What to produce:
Answer from the passage on philosophy and its method:
(a) Which two brothers of the Sung dynasty are named as seeking to revive the Confucian philosophy?
(b) About how many words does The Great Learning contain?
(c) In the quoted thesis, what results when the states are well governed?

Source document:

%%

That philosophy is conditioned by its method, and that the development of philosophy is dependent upon the development of the logical method, are facts which find abundant illustrations in the history of philosophy both of the West and of the East.
Modern philosophy in Continental Europe and in England began with a Discourse on Method and a Novum Organum. But the history of modern philosophy in China furnishes a still more instructive illustration.
When the philosophers of the Sung dynasty (960-1277 AD), especially Cheng Hao (1032-1085) and his brother Cheng Yi (1033-1108), sought to revive the Confucian philosophy, they discovered a little book entitled Ta Hsueh, or The Great Learning, which had for over a thousand years remained one of the forty odd books in the collection known as the Li Ki. This little book, of about 1,750 words and unknown authorship, was then singled out from the Li Ki and later exalted to the enviable position of one of the “Four Books” of Confucianism.
The reason for this interesting incident lies in the fact that these philosophers were looking for a Discourse on Method, and found in this little book the only work of the Confucian school which furnished what they considered a workable logical method. The main thesis in this book is summed up in the following passage:
When things are thoroughly investigated, knowledge will be extended to the utmost. When knowledge is extended to the utmost, our ideas will be made true. When our ideas are made true, our minds will be rectified. When our minds are rectified, our individual character will be improved. When our individual character is improved, our family will be well ordered. When the families are well ordered, the state will be well governed. When the states are well governed, the whole world will be at peace.

%%

Recorded information:
%%

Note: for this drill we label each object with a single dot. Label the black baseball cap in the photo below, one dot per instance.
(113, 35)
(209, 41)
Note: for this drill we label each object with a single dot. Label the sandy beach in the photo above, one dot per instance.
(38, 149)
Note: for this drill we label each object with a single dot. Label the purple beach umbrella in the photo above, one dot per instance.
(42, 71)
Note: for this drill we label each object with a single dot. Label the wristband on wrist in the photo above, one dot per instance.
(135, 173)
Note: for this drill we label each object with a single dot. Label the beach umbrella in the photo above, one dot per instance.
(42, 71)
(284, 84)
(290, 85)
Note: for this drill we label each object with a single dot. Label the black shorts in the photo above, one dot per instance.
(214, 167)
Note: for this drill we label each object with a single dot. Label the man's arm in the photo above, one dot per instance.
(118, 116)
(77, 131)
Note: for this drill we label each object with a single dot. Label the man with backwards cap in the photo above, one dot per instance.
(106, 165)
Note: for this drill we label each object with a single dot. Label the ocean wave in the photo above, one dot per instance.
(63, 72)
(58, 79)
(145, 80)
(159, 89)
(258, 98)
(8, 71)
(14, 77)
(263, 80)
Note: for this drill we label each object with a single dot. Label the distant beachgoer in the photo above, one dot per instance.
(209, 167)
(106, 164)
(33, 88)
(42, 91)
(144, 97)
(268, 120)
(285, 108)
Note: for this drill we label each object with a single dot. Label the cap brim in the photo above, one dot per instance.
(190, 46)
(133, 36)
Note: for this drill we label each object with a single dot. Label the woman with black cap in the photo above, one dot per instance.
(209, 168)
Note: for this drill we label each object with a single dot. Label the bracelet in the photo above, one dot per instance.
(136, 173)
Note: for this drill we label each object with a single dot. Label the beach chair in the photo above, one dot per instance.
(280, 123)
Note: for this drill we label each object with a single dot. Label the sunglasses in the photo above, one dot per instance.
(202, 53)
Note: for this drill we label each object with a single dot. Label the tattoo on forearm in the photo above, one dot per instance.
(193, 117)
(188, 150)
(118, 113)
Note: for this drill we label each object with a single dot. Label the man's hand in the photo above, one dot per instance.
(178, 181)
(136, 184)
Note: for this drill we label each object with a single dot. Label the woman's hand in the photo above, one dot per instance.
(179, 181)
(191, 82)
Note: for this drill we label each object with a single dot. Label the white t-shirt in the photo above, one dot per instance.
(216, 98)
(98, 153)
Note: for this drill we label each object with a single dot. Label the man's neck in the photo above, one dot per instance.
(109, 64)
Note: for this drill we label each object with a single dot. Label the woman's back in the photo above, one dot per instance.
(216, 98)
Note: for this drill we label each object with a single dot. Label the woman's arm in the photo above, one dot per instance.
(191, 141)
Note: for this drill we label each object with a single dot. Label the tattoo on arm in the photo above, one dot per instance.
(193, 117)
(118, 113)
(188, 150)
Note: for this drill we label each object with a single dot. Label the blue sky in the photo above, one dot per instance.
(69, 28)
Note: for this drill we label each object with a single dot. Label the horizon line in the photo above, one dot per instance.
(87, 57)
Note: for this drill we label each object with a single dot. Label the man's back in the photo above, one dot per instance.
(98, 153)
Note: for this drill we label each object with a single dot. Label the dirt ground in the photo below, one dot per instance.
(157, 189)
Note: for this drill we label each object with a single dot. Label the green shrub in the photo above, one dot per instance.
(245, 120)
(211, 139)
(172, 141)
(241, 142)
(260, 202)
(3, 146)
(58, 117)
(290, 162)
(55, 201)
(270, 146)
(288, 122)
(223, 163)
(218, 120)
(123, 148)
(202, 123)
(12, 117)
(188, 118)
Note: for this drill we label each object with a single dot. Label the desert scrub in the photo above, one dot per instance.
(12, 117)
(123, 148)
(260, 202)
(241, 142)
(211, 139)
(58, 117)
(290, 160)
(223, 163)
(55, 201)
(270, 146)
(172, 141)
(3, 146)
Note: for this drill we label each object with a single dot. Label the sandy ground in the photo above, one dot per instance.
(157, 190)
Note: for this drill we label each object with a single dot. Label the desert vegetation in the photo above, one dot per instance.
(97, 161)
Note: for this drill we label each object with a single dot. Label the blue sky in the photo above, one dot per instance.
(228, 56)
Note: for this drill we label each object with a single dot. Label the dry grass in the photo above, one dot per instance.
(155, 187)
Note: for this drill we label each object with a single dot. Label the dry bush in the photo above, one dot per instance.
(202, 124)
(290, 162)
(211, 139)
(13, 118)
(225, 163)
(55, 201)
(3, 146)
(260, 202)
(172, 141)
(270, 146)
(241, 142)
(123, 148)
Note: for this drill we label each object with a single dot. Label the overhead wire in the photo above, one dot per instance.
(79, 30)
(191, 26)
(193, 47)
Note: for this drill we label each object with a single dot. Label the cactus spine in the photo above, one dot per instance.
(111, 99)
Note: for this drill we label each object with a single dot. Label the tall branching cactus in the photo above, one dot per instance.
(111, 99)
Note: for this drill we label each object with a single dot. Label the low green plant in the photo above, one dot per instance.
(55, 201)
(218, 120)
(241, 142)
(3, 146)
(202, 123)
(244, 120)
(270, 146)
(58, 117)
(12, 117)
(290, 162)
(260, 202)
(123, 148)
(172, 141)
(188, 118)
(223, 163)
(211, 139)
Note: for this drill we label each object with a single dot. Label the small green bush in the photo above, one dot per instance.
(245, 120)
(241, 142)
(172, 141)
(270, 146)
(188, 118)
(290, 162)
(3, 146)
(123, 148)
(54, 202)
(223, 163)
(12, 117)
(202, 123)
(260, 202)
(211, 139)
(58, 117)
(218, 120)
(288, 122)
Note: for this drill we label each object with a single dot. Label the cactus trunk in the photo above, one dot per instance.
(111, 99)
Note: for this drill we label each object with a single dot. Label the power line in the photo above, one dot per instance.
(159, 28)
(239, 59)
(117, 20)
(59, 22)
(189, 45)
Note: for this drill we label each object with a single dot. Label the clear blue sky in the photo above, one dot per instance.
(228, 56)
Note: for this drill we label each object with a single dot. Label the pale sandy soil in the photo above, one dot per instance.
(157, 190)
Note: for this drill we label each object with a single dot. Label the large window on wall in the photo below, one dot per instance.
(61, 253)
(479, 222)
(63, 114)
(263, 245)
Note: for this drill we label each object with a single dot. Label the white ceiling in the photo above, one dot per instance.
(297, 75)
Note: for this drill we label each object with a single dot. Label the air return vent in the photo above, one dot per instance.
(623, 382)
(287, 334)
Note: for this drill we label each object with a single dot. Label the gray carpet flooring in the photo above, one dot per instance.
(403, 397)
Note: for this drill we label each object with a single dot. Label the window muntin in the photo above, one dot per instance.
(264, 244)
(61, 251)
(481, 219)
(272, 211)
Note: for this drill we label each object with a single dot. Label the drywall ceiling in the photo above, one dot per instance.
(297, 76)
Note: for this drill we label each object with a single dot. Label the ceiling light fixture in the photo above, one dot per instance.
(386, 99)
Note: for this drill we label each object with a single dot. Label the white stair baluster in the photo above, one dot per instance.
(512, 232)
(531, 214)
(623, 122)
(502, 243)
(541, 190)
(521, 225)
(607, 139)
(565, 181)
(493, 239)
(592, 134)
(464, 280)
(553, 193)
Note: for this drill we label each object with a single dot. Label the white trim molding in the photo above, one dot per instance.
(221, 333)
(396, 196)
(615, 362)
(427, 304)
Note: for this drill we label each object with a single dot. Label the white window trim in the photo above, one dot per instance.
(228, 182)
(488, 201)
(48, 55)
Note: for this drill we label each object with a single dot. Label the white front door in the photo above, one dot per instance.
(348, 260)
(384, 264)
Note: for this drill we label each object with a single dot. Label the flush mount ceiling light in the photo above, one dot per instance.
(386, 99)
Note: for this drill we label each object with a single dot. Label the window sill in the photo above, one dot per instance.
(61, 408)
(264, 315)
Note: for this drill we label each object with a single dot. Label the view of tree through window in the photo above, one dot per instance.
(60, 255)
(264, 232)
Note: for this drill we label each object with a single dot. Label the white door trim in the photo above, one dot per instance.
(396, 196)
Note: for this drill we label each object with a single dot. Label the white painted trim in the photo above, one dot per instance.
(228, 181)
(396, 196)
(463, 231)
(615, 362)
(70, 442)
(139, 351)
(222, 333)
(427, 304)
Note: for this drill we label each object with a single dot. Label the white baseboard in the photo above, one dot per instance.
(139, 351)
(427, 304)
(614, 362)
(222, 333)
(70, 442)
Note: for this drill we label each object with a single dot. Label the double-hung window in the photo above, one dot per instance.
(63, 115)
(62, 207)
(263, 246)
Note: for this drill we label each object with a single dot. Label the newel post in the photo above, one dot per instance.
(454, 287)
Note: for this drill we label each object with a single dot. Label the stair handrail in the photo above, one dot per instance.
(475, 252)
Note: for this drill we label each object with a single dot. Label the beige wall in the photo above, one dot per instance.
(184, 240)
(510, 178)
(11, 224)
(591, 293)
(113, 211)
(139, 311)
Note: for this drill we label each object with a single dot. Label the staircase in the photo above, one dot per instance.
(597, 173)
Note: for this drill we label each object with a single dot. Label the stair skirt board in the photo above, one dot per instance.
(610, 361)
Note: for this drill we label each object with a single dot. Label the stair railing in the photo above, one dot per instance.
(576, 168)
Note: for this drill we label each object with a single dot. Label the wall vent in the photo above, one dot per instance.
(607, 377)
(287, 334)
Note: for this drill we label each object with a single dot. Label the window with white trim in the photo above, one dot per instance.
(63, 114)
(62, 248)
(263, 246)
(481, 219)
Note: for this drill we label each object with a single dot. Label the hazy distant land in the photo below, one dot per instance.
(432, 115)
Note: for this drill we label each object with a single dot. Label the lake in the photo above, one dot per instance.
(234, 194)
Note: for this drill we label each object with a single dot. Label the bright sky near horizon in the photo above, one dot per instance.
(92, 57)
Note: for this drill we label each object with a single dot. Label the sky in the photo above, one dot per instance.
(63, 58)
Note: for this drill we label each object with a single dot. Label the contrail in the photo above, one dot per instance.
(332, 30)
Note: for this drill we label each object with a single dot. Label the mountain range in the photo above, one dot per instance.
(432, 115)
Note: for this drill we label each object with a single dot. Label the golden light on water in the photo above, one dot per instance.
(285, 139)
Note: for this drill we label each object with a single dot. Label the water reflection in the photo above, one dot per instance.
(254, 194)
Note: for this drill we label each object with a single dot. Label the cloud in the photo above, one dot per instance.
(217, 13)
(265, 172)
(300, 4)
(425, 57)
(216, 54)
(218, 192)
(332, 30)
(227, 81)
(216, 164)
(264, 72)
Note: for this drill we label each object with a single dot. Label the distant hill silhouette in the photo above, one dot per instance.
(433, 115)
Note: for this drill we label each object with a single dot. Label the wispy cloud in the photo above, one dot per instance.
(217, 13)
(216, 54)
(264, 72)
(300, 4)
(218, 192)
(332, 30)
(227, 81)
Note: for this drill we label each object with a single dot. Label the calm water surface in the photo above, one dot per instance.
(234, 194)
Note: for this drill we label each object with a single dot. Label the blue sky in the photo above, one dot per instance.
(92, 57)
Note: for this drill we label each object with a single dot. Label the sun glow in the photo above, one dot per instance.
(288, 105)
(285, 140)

%%

Answer to this problem:
(a) Cheng Hao and Cheng Yi
(b) About 1,750 words
(c) The whole world will be at peace.